Copy the records exactly, leaving out every picture.

______________________________

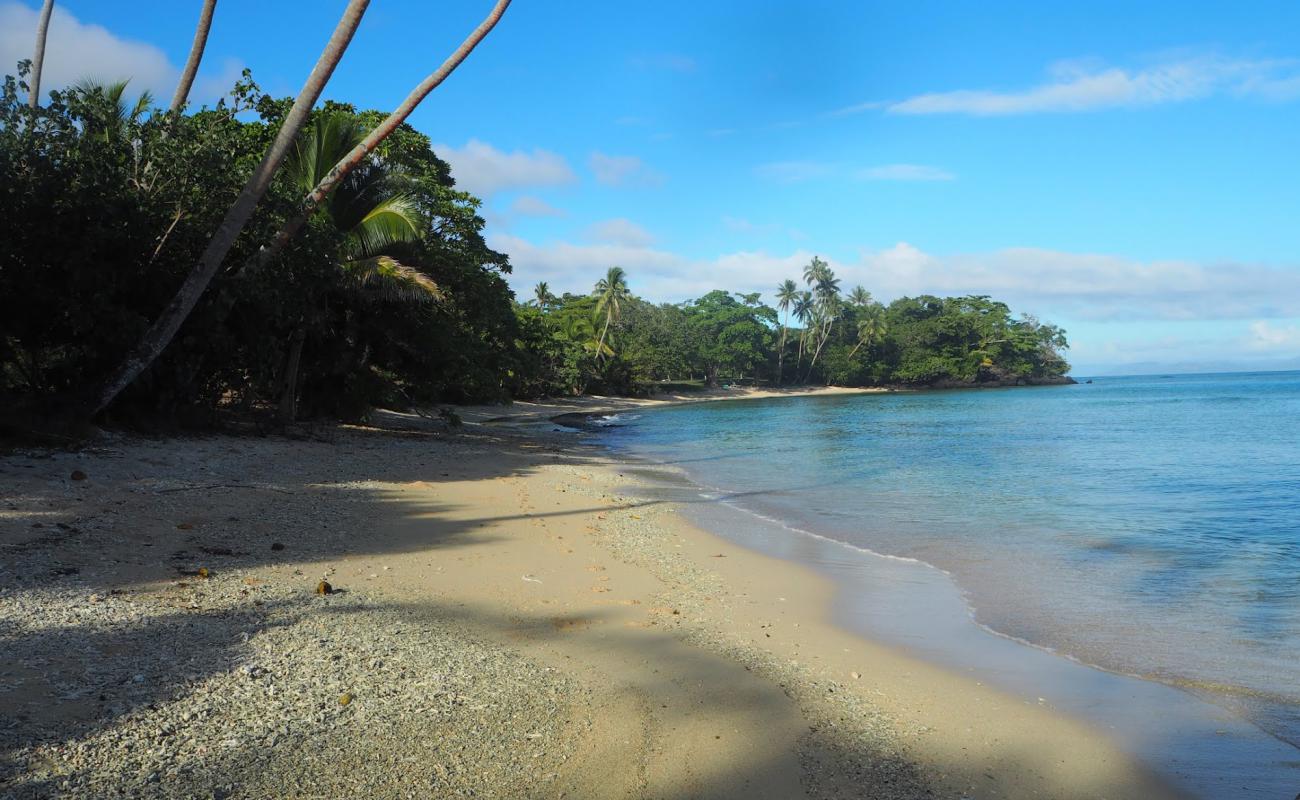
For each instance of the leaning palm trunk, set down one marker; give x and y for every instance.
(815, 354)
(599, 346)
(38, 57)
(289, 397)
(780, 357)
(191, 66)
(358, 154)
(161, 332)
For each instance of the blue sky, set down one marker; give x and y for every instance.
(1129, 173)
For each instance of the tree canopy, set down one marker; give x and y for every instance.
(391, 294)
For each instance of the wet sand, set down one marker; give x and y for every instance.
(683, 665)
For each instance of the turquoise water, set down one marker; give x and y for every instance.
(1149, 526)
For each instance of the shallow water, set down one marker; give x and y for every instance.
(1149, 526)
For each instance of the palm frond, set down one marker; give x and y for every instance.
(393, 280)
(388, 223)
(323, 146)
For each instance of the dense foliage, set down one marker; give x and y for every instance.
(389, 294)
(728, 337)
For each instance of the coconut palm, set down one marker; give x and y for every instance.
(359, 154)
(804, 310)
(191, 65)
(826, 292)
(785, 295)
(165, 327)
(871, 328)
(544, 295)
(372, 219)
(38, 56)
(113, 112)
(581, 329)
(611, 292)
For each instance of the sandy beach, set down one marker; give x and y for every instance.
(503, 619)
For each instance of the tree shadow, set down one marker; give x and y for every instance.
(169, 501)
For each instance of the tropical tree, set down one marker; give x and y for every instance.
(165, 327)
(871, 328)
(581, 329)
(787, 293)
(826, 292)
(542, 292)
(611, 292)
(191, 65)
(116, 113)
(38, 56)
(804, 310)
(372, 219)
(381, 132)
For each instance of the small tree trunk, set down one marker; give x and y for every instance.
(780, 357)
(289, 398)
(191, 66)
(358, 154)
(163, 329)
(599, 346)
(38, 56)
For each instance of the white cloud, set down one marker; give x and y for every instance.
(1078, 86)
(623, 171)
(905, 172)
(620, 232)
(528, 206)
(1268, 337)
(76, 51)
(1052, 284)
(484, 171)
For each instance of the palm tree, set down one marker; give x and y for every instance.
(38, 56)
(859, 297)
(120, 113)
(804, 311)
(826, 290)
(164, 328)
(381, 132)
(610, 292)
(871, 328)
(372, 220)
(581, 329)
(544, 295)
(191, 65)
(787, 293)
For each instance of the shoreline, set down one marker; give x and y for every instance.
(586, 643)
(918, 610)
(1199, 744)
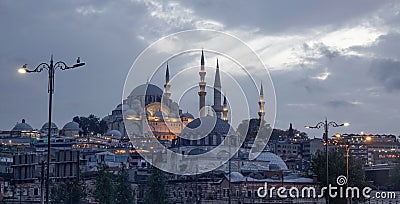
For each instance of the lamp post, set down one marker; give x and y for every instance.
(325, 124)
(51, 68)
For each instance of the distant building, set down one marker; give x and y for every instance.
(371, 148)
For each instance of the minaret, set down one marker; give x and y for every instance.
(261, 103)
(202, 85)
(225, 110)
(167, 86)
(217, 93)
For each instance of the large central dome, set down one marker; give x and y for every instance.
(147, 89)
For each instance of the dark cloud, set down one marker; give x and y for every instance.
(387, 72)
(340, 104)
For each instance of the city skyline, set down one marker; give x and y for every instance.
(342, 65)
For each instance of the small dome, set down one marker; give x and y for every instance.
(130, 112)
(275, 162)
(114, 133)
(158, 114)
(106, 118)
(236, 177)
(146, 89)
(71, 126)
(188, 115)
(220, 127)
(46, 126)
(122, 107)
(22, 126)
(197, 151)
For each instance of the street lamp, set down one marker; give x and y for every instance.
(326, 125)
(51, 68)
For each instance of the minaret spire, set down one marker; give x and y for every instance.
(225, 110)
(202, 85)
(261, 103)
(167, 86)
(217, 93)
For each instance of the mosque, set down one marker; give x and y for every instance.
(162, 115)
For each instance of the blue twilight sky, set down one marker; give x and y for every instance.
(338, 59)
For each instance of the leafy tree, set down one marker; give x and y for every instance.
(104, 191)
(337, 167)
(90, 124)
(156, 187)
(70, 192)
(123, 188)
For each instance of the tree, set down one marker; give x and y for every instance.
(123, 188)
(104, 191)
(70, 192)
(337, 167)
(156, 187)
(90, 124)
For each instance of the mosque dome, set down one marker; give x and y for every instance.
(197, 151)
(114, 133)
(46, 126)
(23, 126)
(210, 130)
(188, 115)
(121, 107)
(147, 89)
(236, 177)
(275, 162)
(158, 114)
(71, 126)
(130, 112)
(219, 126)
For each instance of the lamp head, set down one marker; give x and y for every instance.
(23, 69)
(368, 138)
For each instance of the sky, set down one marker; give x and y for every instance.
(334, 59)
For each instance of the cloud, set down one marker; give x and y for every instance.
(337, 104)
(386, 72)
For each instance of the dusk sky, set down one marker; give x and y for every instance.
(338, 59)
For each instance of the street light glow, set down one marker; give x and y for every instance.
(22, 70)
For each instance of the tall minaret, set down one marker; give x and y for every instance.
(225, 110)
(261, 103)
(202, 85)
(167, 86)
(217, 93)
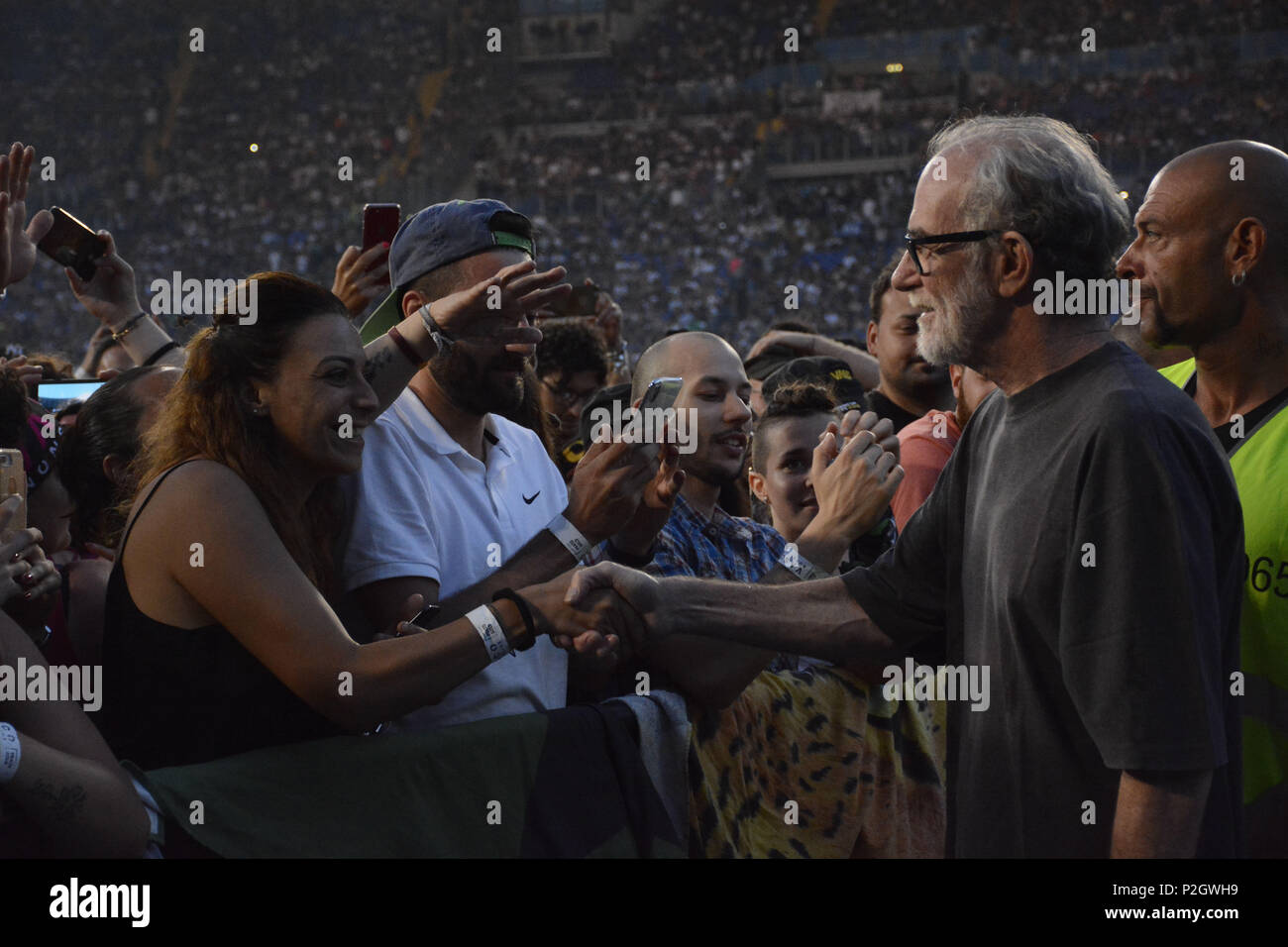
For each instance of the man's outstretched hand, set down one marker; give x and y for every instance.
(112, 295)
(18, 241)
(638, 590)
(361, 277)
(500, 309)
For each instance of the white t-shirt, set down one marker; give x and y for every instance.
(424, 506)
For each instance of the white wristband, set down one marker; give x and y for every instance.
(799, 566)
(571, 536)
(490, 631)
(11, 751)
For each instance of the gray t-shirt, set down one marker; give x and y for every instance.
(1085, 543)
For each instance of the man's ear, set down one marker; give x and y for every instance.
(954, 376)
(412, 300)
(1014, 268)
(257, 398)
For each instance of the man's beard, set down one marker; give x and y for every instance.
(715, 474)
(473, 388)
(965, 321)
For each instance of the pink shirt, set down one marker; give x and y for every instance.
(923, 450)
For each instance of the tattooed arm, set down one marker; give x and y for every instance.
(68, 785)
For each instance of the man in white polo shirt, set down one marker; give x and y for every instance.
(456, 502)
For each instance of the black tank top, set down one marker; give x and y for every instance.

______________________________

**TASK ANSWER**
For each instance of the leaning palm trunk, set down one marker; give x and y for every instance.
(815, 354)
(599, 346)
(38, 57)
(289, 397)
(780, 357)
(191, 66)
(358, 154)
(161, 332)
For each instance of the blue sky, set down one marker; give x and y for every instance.
(1129, 173)
For each instance of the tree canopy, set down one marker; give x and y for every instance.
(391, 294)
For each instance of the wet sand, set down one marker; give x and y for every instance.
(683, 665)
For each instance of the turquoise water, set down one marker; give x and y for every instance.
(1149, 526)
For each instance of the shallow water, set down one marker; give x and y for every instance.
(1149, 526)
For each instance of the palm frond, set down one marker; give x and y for every instance.
(393, 280)
(388, 223)
(323, 146)
For each instance of the dense foliage, set down one marker; give x and y for every instance.
(389, 294)
(728, 337)
For each instance of the coconut palm, set down one marker; give x and y for every instance.
(359, 154)
(804, 310)
(191, 65)
(826, 292)
(785, 295)
(165, 327)
(871, 328)
(544, 295)
(372, 219)
(38, 56)
(113, 112)
(581, 329)
(611, 292)
For each instance of the sandy beach, set down one marker; give x and y for every instance.
(503, 619)
For each instance of the tree shadow, set down one marker; give x and y for every instance.
(169, 501)
For each instance of the tropical tree, set down one marker; give x and y for every instance.
(165, 327)
(871, 328)
(581, 329)
(787, 293)
(826, 292)
(542, 292)
(611, 292)
(191, 65)
(116, 113)
(38, 56)
(804, 310)
(372, 219)
(381, 132)
For each instance of the small tree trunk, set down one marker; give x and y for every instance.
(780, 357)
(289, 398)
(191, 66)
(358, 154)
(163, 329)
(599, 346)
(38, 56)
For each instance of the white cloud, set down one marker; give x and y for every instance.
(1078, 86)
(623, 171)
(905, 172)
(620, 232)
(528, 206)
(1268, 337)
(76, 51)
(1052, 284)
(484, 171)
For each instance of the palm tree, set down one marker; give x and y for every instance.
(38, 56)
(859, 297)
(120, 113)
(804, 311)
(826, 290)
(164, 328)
(381, 132)
(610, 292)
(871, 328)
(372, 220)
(581, 329)
(544, 295)
(191, 65)
(787, 293)
For each instance of the shoreline, set down one marker; give x and y for every instance.
(586, 643)
(918, 610)
(1199, 744)
For each instance of the lamp post, set down one marker; give x and y for every instance.
(325, 124)
(51, 68)
For each instance of the distant building, set down one marker; give x and y for every instance.
(371, 148)
For each instance of the minaret, set down one marker; give x and y for every instance.
(261, 103)
(202, 85)
(225, 110)
(167, 86)
(217, 93)
For each instance of the large central dome, set down one marker; give x and y for every instance.
(147, 89)
For each instance of the dark cloud, set down one marker; give x and y for every instance.
(387, 72)
(340, 104)
For each instance of the city skyline, set down one marker; give x and y for every instance.
(342, 65)
For each instance of the small dome, set down one marker; give x and y for every instance.
(130, 112)
(275, 162)
(114, 133)
(158, 114)
(106, 118)
(236, 177)
(146, 89)
(71, 126)
(188, 115)
(220, 127)
(46, 126)
(122, 107)
(22, 126)
(197, 151)
For each instance of the street lamp, set down one marker; give x and y for every instance.
(326, 125)
(51, 68)
For each instance of the minaret spire, set down one marker; give x and y for every instance.
(225, 110)
(202, 85)
(261, 103)
(167, 86)
(217, 93)
For each instance of the mosque, set down one marker; give x and y for every instance.
(162, 115)
For each instance of the blue twilight sky, set down one marker; give x and y for every instance.
(338, 59)
For each instance of the leafy tree, set down one marker; give x and y for every instance.
(104, 191)
(337, 167)
(90, 124)
(156, 187)
(70, 192)
(123, 188)
For each instance of the tree, set down one marker; give x and y for every instance.
(123, 188)
(104, 191)
(70, 192)
(337, 167)
(156, 187)
(90, 124)
For each instance of the mosque dome, set down one marker; give x and y for every instance.
(197, 151)
(114, 133)
(46, 126)
(23, 126)
(210, 130)
(188, 115)
(121, 107)
(147, 89)
(236, 177)
(275, 162)
(158, 114)
(71, 126)
(130, 112)
(219, 126)
For each instance of the lamp head, set down one marker; give x and y for every instance.
(23, 69)
(368, 138)
For each instance of the sky, set down one marker; give x and y for every instance.
(334, 59)
For each instance of the cloud, set down one marker; give x and y for every instance.
(337, 104)
(386, 72)
For each instance of the dusk sky, set down one marker; give x and y for every instance.
(338, 59)
For each instance of the street light glow, set down one marker; give x and y for every instance.
(22, 70)
For each instance of the tall minaret, set down one marker; give x and y for every instance.
(225, 110)
(261, 103)
(202, 85)
(167, 86)
(217, 93)
For each instance of the man's outstretched hand, set down one marker; give x and y for every instance.
(112, 295)
(18, 241)
(638, 590)
(361, 277)
(500, 309)
For each instance of the white t-shirt, set down one marker; give x and y for every instance.
(424, 506)
For each instance of the white wristband, set down one marker; give x and y for every instance.
(799, 566)
(571, 536)
(490, 631)
(11, 751)
For each instance of the gray t-shirt, set down one marker; give x and y for every instance.
(1085, 543)
For each instance of the man's ear, set down one marker; give x and y for every instance.
(954, 376)
(412, 300)
(1014, 268)
(257, 398)
For each instance of the man's beard, set down one marker; give x and y for every instance.
(715, 474)
(473, 388)
(965, 321)
For each instance of the pink shirt, set down one marker; give x and y for every instance.
(923, 450)
For each instance of the tattooed arm, set down one marker; give x and y for every instance.
(68, 785)
For each instance of the man in white polo shirt, set down one marker; give x and y for every instance.
(456, 502)
For each instance of the black tank top, set down one marker; give x and y for every instance.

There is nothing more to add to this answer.